▸ **DOCUMENT PASSAGE**
* * *

Over this break, I’ve been perusing all the articles I can find about Hostos Community College. I can’t decide what Lisa W. Foderaro’s June 7, 2010 article—about Justice Sotomayor’s plan to speak at Hostos’s Graduation—is driving at in its tone. It calls the college “scrappy,” both in the title and in the body of the article. Okay, if scrappy means “poor” and “holding it together” and “pugnacious,” sure. I guess that works. But I also detect a great deal of snobbishness throughout the piece (link here).
For instance, the article seems to congratulate the school for acquiring a new president in 2010, one who “brings a scholarly gravitas to a college where the only admissions requirement is a high school diploma or graduate equivalency degree.” (He went to Yale and Columbia for his own education.) I mean yes, it’s a community college. That’s how it works. That doesn’t mean the college’s scholars and students wouldn’t have any scholarly gravitas of their own, nor do I agree at all that having a Yale degree (ahem!) or a Columbia one ensures gravitas in the first place.

* * *

▸ **DATA LINES**
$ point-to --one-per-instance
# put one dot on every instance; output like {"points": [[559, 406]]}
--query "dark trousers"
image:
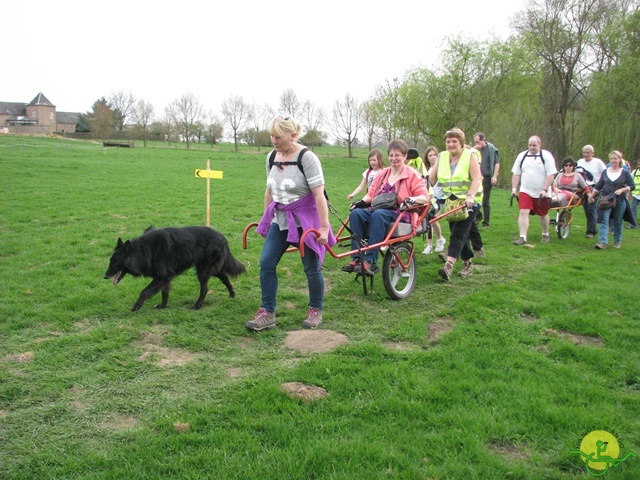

* * *

▸ **EXERCISE SET**
(a) In the post on Hostos Community College, what word does the June 7, 2010 article use for the college in both its title and its body?
(b) Print, without alteration, the part of the post on Hostos Community College that opens with the words containing "For instance, the" and closes with "the first place.".

▸ **EXPECTED ANSWERS**
(a) Scrappy.

(b)
For instance, the article seems to congratulate the school for acquiring a new president in 2010, one who “brings a scholarly gravitas to a college where the only admissions requirement is a high school diploma or graduate equivalency degree.” (He went to Yale and Columbia for his own education.) I mean yes, it’s a community college. That’s how it works. That doesn’t mean the college’s scholars and students wouldn’t have any scholarly gravitas of their own, nor do I agree at all that having a Yale degree (ahem!) or a Columbia one ensures gravitas in the first place.